THE PROBLEM
Return all of the entries exactly, but do not include the pictures.

INFORMATION SHOWN
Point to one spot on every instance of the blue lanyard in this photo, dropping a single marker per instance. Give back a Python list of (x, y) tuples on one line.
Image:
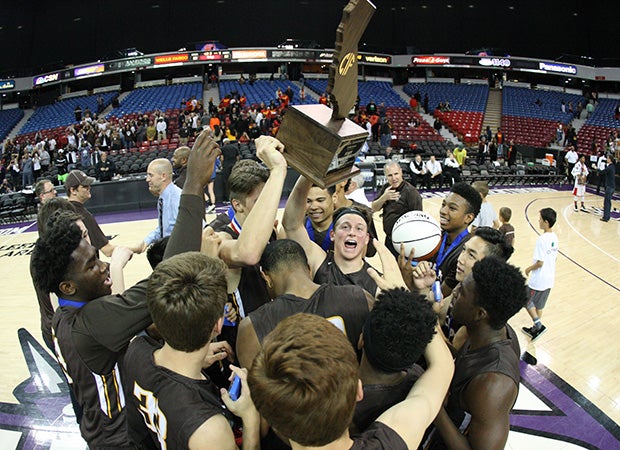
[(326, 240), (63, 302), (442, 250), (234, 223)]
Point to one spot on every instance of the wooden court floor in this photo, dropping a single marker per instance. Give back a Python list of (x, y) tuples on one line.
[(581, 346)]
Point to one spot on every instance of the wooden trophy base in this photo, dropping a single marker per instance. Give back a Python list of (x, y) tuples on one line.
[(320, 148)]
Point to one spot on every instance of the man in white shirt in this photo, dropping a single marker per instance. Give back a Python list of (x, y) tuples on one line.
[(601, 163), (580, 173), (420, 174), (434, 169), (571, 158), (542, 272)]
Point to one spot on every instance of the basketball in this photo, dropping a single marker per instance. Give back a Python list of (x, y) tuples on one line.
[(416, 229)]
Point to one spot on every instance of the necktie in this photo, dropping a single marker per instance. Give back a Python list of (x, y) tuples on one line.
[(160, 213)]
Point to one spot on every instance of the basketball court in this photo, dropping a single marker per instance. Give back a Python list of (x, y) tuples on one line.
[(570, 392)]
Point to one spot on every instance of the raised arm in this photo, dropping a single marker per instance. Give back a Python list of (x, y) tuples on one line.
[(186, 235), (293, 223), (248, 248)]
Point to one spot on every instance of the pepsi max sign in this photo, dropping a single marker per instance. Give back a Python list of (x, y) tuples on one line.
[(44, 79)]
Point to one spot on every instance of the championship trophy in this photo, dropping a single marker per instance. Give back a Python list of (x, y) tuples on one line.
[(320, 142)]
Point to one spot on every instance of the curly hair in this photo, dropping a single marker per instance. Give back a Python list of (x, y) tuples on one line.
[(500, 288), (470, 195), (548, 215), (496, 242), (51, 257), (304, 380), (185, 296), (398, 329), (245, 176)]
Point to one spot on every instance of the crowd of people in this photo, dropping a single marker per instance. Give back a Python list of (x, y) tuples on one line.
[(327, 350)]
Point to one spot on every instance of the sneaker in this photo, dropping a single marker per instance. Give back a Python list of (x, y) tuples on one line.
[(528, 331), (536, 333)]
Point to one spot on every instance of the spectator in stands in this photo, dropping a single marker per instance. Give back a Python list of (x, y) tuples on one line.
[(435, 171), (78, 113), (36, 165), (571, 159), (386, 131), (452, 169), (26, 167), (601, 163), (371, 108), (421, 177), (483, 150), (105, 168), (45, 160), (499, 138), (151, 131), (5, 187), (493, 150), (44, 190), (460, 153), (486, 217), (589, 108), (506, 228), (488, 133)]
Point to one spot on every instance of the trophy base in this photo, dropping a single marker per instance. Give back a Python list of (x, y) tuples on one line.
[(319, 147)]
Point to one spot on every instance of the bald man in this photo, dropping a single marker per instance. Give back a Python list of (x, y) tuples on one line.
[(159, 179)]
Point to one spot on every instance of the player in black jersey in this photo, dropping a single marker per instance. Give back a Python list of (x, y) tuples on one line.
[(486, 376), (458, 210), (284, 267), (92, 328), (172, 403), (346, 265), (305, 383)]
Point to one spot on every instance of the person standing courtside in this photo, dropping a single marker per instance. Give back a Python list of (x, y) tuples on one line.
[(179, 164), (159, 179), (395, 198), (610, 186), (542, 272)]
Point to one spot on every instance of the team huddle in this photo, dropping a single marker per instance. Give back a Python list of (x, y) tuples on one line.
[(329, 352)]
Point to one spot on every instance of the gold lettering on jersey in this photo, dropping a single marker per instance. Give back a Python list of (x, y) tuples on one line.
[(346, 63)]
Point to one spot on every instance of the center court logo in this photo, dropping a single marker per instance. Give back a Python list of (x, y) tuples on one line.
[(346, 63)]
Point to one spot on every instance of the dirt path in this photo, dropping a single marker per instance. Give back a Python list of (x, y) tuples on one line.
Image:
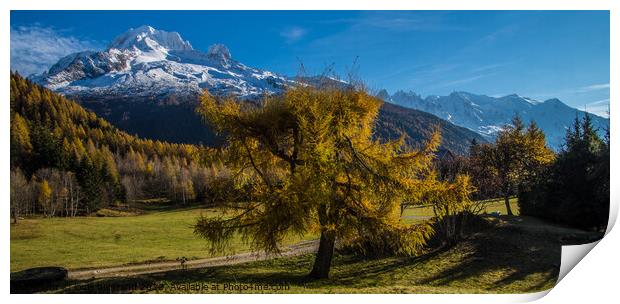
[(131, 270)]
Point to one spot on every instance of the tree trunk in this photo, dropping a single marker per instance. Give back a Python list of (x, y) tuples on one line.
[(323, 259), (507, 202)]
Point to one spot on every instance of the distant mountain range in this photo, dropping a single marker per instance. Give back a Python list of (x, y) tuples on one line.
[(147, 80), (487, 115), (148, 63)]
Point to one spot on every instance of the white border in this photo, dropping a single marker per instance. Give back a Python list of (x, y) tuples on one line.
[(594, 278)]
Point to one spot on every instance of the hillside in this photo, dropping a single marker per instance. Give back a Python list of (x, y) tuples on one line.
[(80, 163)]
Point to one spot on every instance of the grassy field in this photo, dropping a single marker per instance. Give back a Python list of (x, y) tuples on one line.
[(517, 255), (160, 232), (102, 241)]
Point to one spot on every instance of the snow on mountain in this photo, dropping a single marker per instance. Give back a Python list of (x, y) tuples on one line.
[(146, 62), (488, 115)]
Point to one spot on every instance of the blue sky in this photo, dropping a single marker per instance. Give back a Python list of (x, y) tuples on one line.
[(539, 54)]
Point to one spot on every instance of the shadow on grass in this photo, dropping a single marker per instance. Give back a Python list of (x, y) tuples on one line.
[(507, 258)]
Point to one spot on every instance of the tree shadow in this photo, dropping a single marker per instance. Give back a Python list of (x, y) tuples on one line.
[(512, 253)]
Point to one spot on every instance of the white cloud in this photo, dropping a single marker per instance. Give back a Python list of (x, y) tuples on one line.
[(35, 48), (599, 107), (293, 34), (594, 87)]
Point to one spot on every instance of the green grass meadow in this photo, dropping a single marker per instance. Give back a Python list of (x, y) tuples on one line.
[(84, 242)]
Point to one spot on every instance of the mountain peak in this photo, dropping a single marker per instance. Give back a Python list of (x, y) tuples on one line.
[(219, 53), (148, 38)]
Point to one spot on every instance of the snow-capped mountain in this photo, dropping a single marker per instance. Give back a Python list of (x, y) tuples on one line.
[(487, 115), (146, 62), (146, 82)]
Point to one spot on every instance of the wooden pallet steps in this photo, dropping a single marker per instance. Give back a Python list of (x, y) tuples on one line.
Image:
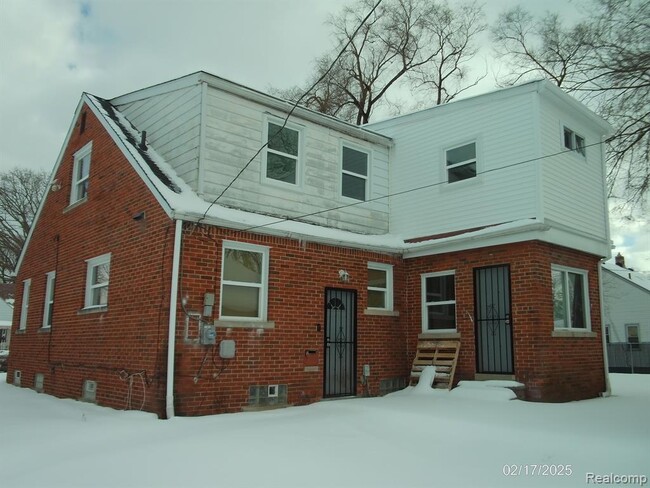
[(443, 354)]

WRITTEN ANSWER
Point to one spot on every instance of the blue lanyard in this photo, dropping a single marker per instance. Give back a Python list of (x, y) tuples on one line.
Image:
[(326, 240), (63, 302), (442, 250), (234, 223)]
Point to one spot on every instance of the wooden court floor in this photo, dropping a single marker per instance. Give back a Python list of (x, y) tuples on one line.
[(581, 346)]
Point to one spot on every instance of the wooden trophy base in this photo, dropping a single marker per instance. Give back a Python list of (x, y) tuples on one line.
[(320, 148)]
Point to one spot on every instance of the man in white shirt in this photo, dropping a single marker per instance. Give back a Python list of (x, y) tuples on one line.
[(601, 163), (580, 173), (420, 174), (434, 169), (571, 158), (542, 272)]
Point to one spot on every instance of the basketball in this photo, dropping a single marker per instance. Give back a Python list of (x, y) tuples on one line.
[(416, 229)]
Point to one spot on every instance of the necktie in this photo, dropping a single marker per instance. Give back a Python list of (x, y) tuples on one line.
[(160, 213)]
Point to one spot on every instance of the basketball court in this photo, dropping a single marker per instance. Give back a Python list of (x, y) tuples on one line.
[(570, 392)]
Point to one spot on every instance of the raised arm in this photo, dropping a single marker per instance. Give back a Python list of (x, y) tuples on one line.
[(186, 235), (293, 223), (248, 248)]
Point to one spot on every instance of the pepsi max sign in this photo, dropping a single marker per instance. Give back a Python list of (x, y) tuples on one line.
[(44, 79)]
Point to one spot on every instance of the championship trophy in this photo, dropping a single marker per instance. Give back a Python list of (x, y) tuples on one line.
[(320, 142)]
Point to one spot on every instance of the curly hair in this photo, dropping a single marker per instance. Give back a Python list of (x, y) tuples on one line.
[(500, 288), (470, 195), (548, 215), (496, 242), (51, 257), (304, 380), (185, 296), (398, 329), (245, 176)]
Point to one spot on every instance of the crowd of people in this photo, dropping a single marker per instance. Give back a Python list of (x, y) tuples on one line.
[(327, 350)]
Point to one spot on every instance of the sneaker in this photo, dropping a single marker per instance. Give back a Python list of (x, y) tuples on one line.
[(528, 331), (536, 333)]
Point to one spot on every instance of the spectator in stands in this photo, dropping a single marker per instance. Give back a Python list of (x, y) tuples on one line.
[(435, 171), (78, 113), (36, 165), (571, 159), (386, 131), (452, 169), (26, 167), (601, 163), (371, 108), (421, 177), (483, 150), (105, 168), (45, 160), (499, 138), (151, 131), (5, 187), (493, 150), (44, 190), (460, 153), (486, 217), (589, 108), (506, 228), (488, 133)]
Point to one spot on every instance of the trophy base in this photo, dropping a single marker per instance. Give back a Python list of (x, y) tuples on one line.
[(319, 147)]
Point to one spot on every instance of the bald man in this photo, dropping a single marker per instance. Give back a Python list of (x, y) tuples on one line.
[(159, 179)]
Point to one spot on every instance of the player in black jersey in this photo, dropping a single marker per instance. Give back a Python list of (x, y) tuples on one line.
[(486, 376), (458, 210), (284, 267), (92, 328), (172, 403), (346, 265), (305, 383)]
Point to one spot on every instance of the person standing courtside in this photo, dropping a single marker per instance. Give back a Python list of (x, y) tuples on one line.
[(179, 164), (159, 179), (395, 198), (610, 186), (542, 272)]
Point to one spot on every instance of the team huddle in this photo, dropping a single marker per instance. Give back a Python list of (x, y) tuples on one line.
[(329, 352)]
Point to one spot on every instance of the gold lettering on jersey in this photo, dropping a single marker per instance. Give back a Python list of (x, y) tuples on one line.
[(346, 63)]
Point to one spot on every instance of the center court logo in this photo, dropping a single marker per instance. Give back a Python list of (x, y) tuples on one line.
[(346, 63)]
Point to one spot on every instance of the dirt path in this photo, dropping a single marker per instance. Give back a Python list of (x, y) tuples on one line.
Image:
[(131, 270)]
Point to one spot on every instance of the tree trunk in this photo, dropping a single marker per instance. Give back a Python list of (x, y) tuples on one line.
[(323, 259), (507, 202)]
Point to one spot on every instance of the distant mountain range in this photo, dropping a single marker per instance. Give back a Python list of (x, y) tuples on one line.
[(147, 80), (487, 115), (148, 63)]
Point to one spot on every instance of the white border in this photo, dropping a single marker per instance. Give back a Python list of (x, y) tuples on one line.
[(594, 278)]
Point to one spot on every instance of the hillside in this photo, dropping a single marker per instance. Give back a Python list of (x, y) tuples on one line.
[(80, 163)]
Point to one spot on every instance of the grassy field in this photo, dropping a single marker per instance. Give back a Python list of (x, y) tuples on one line.
[(517, 255), (160, 232), (102, 241)]
Point to one spot on every instance of the snow on mountain in this photo, dropping a single marker per instance. Give back a Python list of (x, y) tuples on one line.
[(146, 62), (488, 115)]
Point to one spot on every instance of the blue sky in this photo, dropping a single marker per instance. Give back a Python list of (x, y) tuples on one line.
[(539, 54)]
Point to one spot on every instance of the shadow on grass in this photo, dropping a single marker per instance. Give back a Python list of (x, y) tuples on one line.
[(507, 258)]
Point to one spot on every instance of the tree shadow in this photo, dropping a single marker per instance. Give back a Python list of (x, y) tuples on one line.
[(512, 253)]
Point to one spot on every instance of the white cloud in this photo, dropping a single marker per instance. Give back a Python list of (x, y) tuples on one line.
[(35, 48), (599, 107), (293, 34), (594, 87)]
Point to one spot on every instance of the green grass meadow in this photo, dropping a single marker per instance. Give back a Python list of (x, y) tuples on one line.
[(84, 242)]
Point to one spot on every instance of the mountain peak in this photo, dropping a single marker per instance. Give back a Python list of (x, y) tuples on one line.
[(219, 53), (148, 38)]
Point to one spot on every instance of the snow-capped mountain in this photo, dropping a single marker per instance. Give back a Python list of (x, y) tuples on one line.
[(487, 115), (146, 62), (146, 82)]
Point to one spot on every instance of the wooden pallet steps in this photo, dropping a single marker per instance. Give back a Python list of (x, y) tuples on one line.
Image:
[(443, 354)]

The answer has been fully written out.